▶ Exercise directions
Reproduce the data below, substituting "withered grass" for every occurrence of "dry grass" and leaving everything else unchanged.

▶ Dataset rows
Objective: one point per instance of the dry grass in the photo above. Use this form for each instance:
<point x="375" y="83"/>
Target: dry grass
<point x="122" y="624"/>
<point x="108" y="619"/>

▶ The reply
Objective: one point per instance of the withered grass in the photo above. Use this form for each instance:
<point x="375" y="83"/>
Target: withered grass
<point x="122" y="624"/>
<point x="108" y="619"/>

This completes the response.